- **Given instruction**
Rewrite all of the material below, swapping every instance of "bounding box" for "rectangle" and keeping everything else the same. Omit the pictures from your version.

[Stored data entries]
* BEGIN *

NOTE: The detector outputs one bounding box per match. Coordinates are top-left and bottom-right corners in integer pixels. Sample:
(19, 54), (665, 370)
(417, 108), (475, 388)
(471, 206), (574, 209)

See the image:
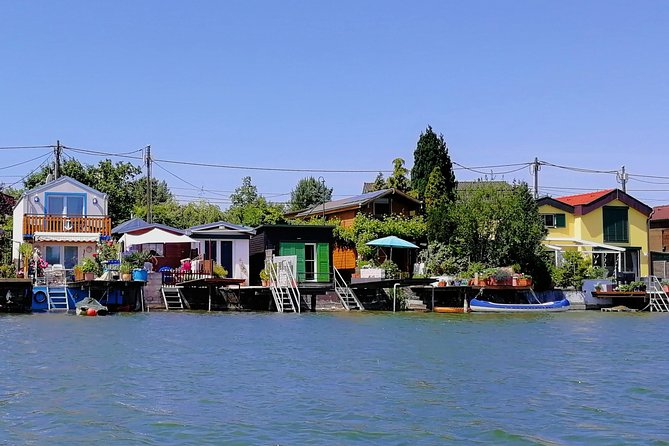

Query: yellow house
(537, 189), (652, 278)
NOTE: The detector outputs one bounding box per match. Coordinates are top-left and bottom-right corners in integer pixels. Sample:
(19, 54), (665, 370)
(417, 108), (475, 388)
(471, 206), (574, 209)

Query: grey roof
(186, 220), (255, 235)
(297, 189), (420, 217)
(112, 218), (185, 234)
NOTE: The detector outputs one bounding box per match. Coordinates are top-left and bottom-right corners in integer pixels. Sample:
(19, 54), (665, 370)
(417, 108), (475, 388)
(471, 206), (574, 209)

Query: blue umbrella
(365, 235), (418, 260)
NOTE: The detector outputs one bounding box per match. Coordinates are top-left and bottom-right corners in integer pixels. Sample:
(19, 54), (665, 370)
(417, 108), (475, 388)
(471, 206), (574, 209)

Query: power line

* END *

- **Solution for this task**
NOTE: The detector outputs one rectangle per match. Coordinates are top-left and bottom-right corners in integer pixels. Sample:
(19, 54), (665, 370)
(417, 108), (475, 388)
(471, 206), (574, 209)

See the image:

Query: yellow house
(537, 189), (652, 278)
NOTE: The detector outputs one rectangle per match. Coordinates are top-left and bottom-right corners in integer pixels. Sample:
(19, 54), (665, 370)
(417, 108), (475, 388)
(471, 206), (574, 209)

Query: grey roof
(186, 220), (255, 235)
(297, 189), (420, 217)
(112, 218), (185, 234)
NOTE: The detector outputs one rectangle per match. Coordinates are top-left and bottom-right corners in integer pixels. Sample:
(19, 54), (665, 370)
(417, 108), (475, 388)
(471, 206), (574, 209)

Query: blue umbrella
(365, 235), (418, 260)
NOTE: The detector outputs one rectangle per match. Coordinates are top-left and bottom-right corners in integer pixels. Sample:
(19, 54), (665, 370)
(417, 108), (475, 388)
(471, 206), (574, 209)

Query: power line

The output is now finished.